[Region pointing data]
= = =

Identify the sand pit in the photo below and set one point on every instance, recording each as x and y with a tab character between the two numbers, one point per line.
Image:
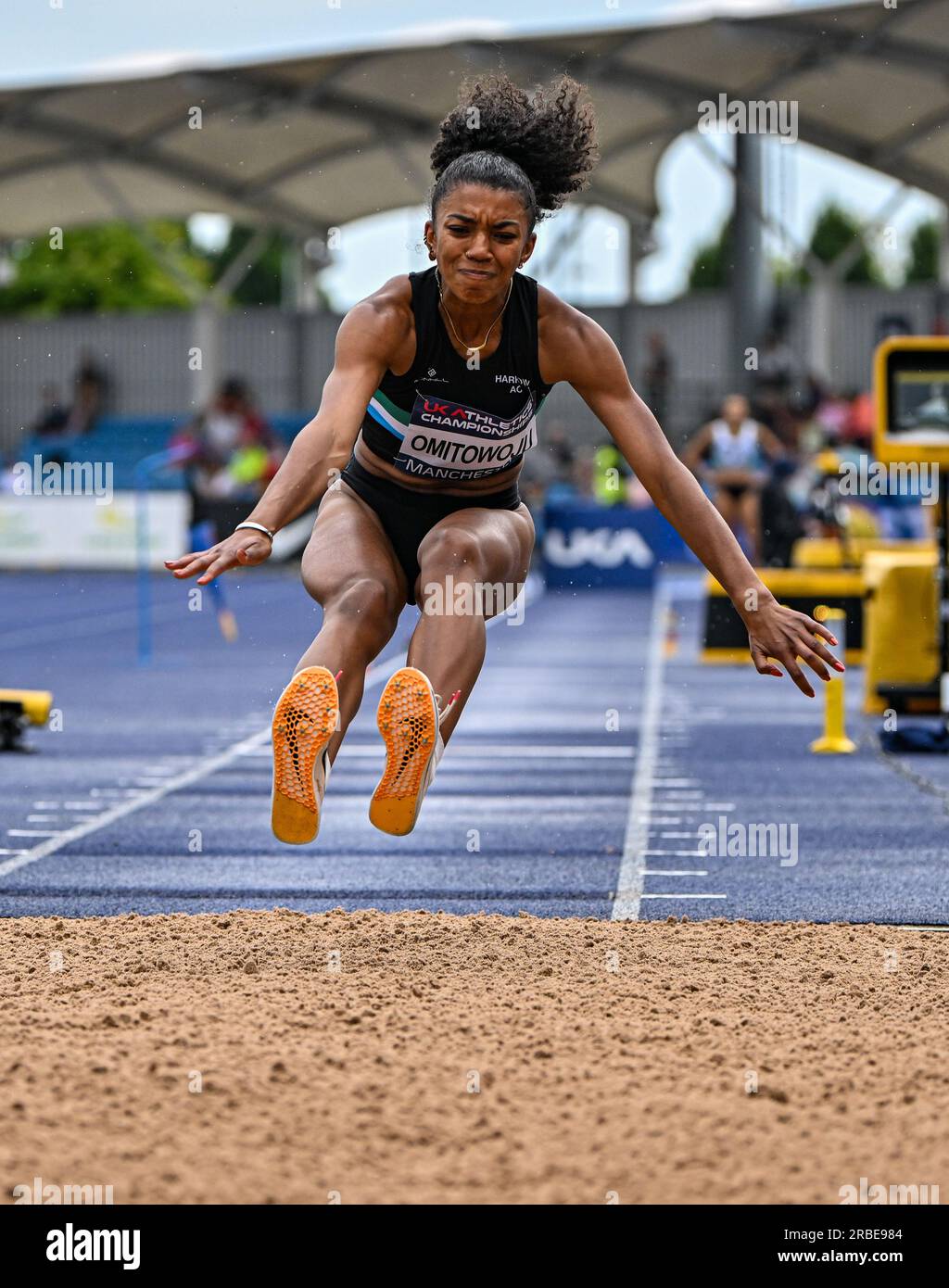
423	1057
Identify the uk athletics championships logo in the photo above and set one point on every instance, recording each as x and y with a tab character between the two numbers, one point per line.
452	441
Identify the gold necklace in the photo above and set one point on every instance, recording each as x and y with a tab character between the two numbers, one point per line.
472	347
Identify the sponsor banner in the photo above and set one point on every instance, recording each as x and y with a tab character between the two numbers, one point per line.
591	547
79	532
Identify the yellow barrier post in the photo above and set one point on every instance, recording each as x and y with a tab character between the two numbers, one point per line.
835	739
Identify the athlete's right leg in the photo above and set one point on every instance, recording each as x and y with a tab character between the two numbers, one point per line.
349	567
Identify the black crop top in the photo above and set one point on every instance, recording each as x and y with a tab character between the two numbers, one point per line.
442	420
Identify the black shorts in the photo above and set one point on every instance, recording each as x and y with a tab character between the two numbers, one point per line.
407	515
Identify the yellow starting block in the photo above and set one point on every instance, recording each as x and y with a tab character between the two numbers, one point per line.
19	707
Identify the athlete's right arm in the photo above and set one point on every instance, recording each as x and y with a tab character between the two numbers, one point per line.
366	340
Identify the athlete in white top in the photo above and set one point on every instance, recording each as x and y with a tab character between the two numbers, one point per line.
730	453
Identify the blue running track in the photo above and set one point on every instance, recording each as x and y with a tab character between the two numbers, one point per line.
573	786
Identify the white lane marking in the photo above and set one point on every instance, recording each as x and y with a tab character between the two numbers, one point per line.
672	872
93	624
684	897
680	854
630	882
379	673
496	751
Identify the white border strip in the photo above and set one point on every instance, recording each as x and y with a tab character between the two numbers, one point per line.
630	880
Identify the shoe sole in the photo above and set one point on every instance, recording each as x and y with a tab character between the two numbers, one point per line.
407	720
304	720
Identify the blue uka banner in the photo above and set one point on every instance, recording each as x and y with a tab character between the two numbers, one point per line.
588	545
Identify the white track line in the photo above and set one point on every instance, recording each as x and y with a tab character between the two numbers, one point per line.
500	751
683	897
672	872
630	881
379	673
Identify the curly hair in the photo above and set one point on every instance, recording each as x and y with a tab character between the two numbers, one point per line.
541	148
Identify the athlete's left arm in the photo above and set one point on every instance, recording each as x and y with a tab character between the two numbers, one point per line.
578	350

= = =

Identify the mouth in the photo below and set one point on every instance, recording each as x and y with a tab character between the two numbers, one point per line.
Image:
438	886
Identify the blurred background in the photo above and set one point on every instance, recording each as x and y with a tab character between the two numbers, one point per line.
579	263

= = =

Task requirements: Say how many lines of the entries hold the string "below". Nothing but the number should be given.

Exercise result: 2